阅读材料:
4.文本分析组件

予早 2025-10-07 00:27:49

Categories： Tags：

文本分析组件

文本分析组件包含分析器（Analyzer）和分词器（Tokenizer）。

分词器用于将原始文本转换为标准化词条（tokens），用于索引或搜索。其包含三部分：

字符过滤器（Character Filters）：预处理文本（如去除HTML标签、替换特殊字符）。
分词器（Tokenizer）：将文本切分为单个词条（如按空格、标点分割）。
词元过滤器（Token Filters）：对词条进行后处理（如转小写、删除停用词、同义词扩展）。

分析器

内置分析器

https://www.elastic.co/docs/reference/text-analysis/analyzer-reference

名称	作用
standard	默认分词器，standard 分析器根据 Unicode 文本分割算法定义的单词边界将文本拆分为词条。其会移除大多数标点符号，将词条转为小写，并支持移除停用词。
simple	simple 分析器会在遇到非字母字符时将文本拆分为词条。它会将所有词条转换为小写。
stop	stop 分析器类似于 simple 分析器，但还支持移除停用词。
whitespace	whitespace 分析器会在遇到任何空白字符时将文本拆分为词条。其不会将词条转换为小写。
language	Elasticsearch 提供了许多特定于语言的分析器，例如 english 或 french 分析器。
pattern	pattern 分析器使用正则表达式将文本拆分为词条。支持小写转换和停用词处理。
keyword	keyword 分析器是一种无操作分析器，接收输入的任何文本，并将完全相同的文本作为单个词条输出。
fingerprint	fingerprint 分析器是一种专用分析器，其可以生成可用于重复检测的指纹。

三方分析器

IK 分析器

https://github.com/infinilabs/analysis-ik

IK 分析器提供两种方式：

ik_max_word：将需要分词的文本做最小粒度的拆分，尽量分更多的词
ik_smart：将需要分词的文本做最大粒度的拆分

# 1. 安装IK 分词器，注意版本需要和 ES 保持一致
./elasticsearch-plugin install https://get.infini.cloud/elasticsearch/analysis-ik/8.19.3
# 2. 查看插件列表
./elasticsearch-plugin list
# 3. 重启ES

GET _analyze
{
  "analyzer": "ik_smart",
  "text": ["大王叫我来巡山"]
}

IK 分析器扩展配置

可以配置扩展字典和扩展停止词字典，包括本地字典和远程字典。

<?xml version="1.0" encoding="UTF-8"?>
<!DOCTYPE properties SYSTEM "http://java.sun.com/dtd/properties.dtd">
<properties>
    <comment>IK Analyzer 扩展配置</comment>
    <!--用户可以在这里配置自己的扩展字典 -->
    <entry key="ext_dict"></entry>
    <!--用户可以在这里配置自己的扩展停止词字典-->
    <entry key="ext_stopwords"></entry>
    <!--用户可以在这里配置远程扩展字典 -->
    <!-- <entry key="remote_ext_dict">words_location</entry> -->
    <!--用户可以在这里配置远程扩展停止词字典-->
    <!-- <entry key="remote_ext_stopwords">words_location</entry> -->
</properties>

配置远程扩展字典解决特定场景搜索

基金产品名称通常是非常规词汇，假设有基金产品赢图得升666号C类份额，优化该名称搜索。

小练习 1:
按文本分析组件一文的说法，whitespace 分析器在遇到什么字符时拆分文本？
小练习 2:
请重写文本分析组件一文中从“予早 2025-10-07 00:27:49”到“分词器（Tokenizer）：将文本切分为单个词条（如按空格、标点分割）。”的这一段，把其中的“标准化词条”换成“规范化词条”。
后面的数据取自另一个来源。

数据摘录:
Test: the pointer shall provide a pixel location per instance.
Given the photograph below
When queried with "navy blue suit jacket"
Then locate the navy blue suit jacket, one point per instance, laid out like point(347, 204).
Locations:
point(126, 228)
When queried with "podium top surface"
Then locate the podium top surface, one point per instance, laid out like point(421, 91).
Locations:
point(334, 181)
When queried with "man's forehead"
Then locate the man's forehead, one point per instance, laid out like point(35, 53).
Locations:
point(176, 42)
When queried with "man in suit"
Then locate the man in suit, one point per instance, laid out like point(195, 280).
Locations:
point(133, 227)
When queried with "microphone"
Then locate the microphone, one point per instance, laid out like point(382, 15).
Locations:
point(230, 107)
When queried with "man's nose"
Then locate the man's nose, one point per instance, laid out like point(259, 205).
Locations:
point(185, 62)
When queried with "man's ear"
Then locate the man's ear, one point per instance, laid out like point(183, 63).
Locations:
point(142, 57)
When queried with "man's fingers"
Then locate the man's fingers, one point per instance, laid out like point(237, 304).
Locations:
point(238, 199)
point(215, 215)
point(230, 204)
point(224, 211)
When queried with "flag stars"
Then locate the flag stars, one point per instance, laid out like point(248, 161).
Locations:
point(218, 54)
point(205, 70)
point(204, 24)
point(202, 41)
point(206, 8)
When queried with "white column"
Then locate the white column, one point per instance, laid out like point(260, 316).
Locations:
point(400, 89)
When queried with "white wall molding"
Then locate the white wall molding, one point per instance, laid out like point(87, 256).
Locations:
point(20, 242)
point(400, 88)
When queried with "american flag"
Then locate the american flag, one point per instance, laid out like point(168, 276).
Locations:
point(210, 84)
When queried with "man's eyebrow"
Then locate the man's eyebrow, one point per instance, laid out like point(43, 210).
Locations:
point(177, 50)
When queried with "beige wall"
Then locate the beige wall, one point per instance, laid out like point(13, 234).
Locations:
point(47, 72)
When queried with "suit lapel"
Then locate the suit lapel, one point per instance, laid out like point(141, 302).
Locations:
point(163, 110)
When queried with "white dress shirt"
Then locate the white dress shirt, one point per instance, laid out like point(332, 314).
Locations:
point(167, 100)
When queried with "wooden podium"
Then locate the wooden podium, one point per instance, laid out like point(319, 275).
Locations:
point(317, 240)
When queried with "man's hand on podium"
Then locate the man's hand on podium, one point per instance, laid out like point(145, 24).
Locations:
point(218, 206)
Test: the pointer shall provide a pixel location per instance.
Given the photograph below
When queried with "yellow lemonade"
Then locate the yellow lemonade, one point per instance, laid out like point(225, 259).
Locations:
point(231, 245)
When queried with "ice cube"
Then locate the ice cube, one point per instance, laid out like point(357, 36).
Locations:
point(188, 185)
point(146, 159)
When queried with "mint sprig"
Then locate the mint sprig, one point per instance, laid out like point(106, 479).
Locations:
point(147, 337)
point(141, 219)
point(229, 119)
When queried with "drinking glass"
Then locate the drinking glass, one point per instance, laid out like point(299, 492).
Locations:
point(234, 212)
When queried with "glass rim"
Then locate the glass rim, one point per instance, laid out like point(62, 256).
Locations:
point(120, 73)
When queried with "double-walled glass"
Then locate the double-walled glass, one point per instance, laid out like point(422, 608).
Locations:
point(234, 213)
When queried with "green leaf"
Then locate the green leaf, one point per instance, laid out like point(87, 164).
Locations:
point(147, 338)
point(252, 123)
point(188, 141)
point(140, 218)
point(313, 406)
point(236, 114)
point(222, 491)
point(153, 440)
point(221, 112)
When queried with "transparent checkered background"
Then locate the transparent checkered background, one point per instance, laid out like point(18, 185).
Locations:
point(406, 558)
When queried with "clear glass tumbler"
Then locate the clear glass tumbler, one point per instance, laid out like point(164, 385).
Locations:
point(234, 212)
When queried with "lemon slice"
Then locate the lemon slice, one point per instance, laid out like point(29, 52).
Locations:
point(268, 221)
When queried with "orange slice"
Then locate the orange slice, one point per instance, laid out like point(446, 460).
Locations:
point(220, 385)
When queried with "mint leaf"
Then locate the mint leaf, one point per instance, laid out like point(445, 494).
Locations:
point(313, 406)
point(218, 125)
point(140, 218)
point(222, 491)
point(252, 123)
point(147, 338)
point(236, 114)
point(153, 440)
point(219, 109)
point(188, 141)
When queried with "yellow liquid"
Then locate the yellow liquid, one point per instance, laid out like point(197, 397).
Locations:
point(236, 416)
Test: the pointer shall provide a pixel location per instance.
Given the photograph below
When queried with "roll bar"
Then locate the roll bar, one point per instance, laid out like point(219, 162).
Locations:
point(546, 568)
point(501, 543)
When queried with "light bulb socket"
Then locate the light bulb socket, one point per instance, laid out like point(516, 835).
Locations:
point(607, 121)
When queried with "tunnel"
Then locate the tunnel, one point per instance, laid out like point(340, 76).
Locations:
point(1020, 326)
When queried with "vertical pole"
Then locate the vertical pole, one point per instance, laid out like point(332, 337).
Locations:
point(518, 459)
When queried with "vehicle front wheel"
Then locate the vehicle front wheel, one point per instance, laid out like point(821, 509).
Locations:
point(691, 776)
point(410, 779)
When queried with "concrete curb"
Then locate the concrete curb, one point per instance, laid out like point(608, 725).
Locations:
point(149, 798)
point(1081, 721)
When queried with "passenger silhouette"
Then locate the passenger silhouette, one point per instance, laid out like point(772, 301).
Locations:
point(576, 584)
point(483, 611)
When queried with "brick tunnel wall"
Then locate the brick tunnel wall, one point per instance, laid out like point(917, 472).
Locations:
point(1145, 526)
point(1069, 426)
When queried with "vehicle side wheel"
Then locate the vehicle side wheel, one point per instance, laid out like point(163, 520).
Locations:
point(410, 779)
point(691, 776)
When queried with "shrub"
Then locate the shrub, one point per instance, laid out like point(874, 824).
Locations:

任务结果 1:
遇到任何空白字符时拆分。

任务结果 2:
予早 2025-10-07 00:27:49

Categories： Tags：

文本分析组件

文本分析组件包含分析器（Analyzer）和分词器（Tokenizer）。

分词器用于将原始文本转换为规范化词条（tokens），用于索引或搜索。其包含三部分：

字符过滤器（Character Filters）：预处理文本（如去除HTML标签、替换特殊字符）。
分词器（Tokenizer）：将文本切分为单个词条（如按空格、标点分割）。